[GIVEN PROBLEM] Can you repeat the data below word for word, leaving the pictures out of your answer?

[EXTRACTED ENTRIES]
▬▬▬▬▬▬▬▬▬▬
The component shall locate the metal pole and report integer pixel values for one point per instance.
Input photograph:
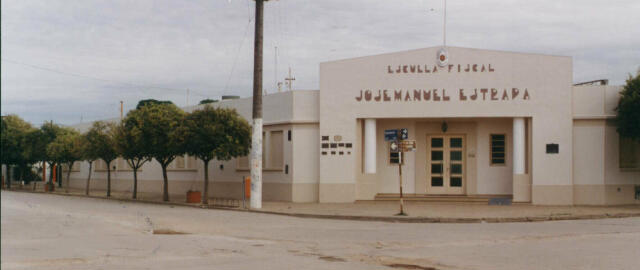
(244, 192)
(444, 25)
(401, 197)
(256, 137)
▬▬▬▬▬▬▬▬▬▬
[ANSWER FOR THE TASK]
The component shall locate the metal pole and report integer pixel values for one point per instance.
Input photograph:
(244, 192)
(444, 25)
(401, 197)
(256, 137)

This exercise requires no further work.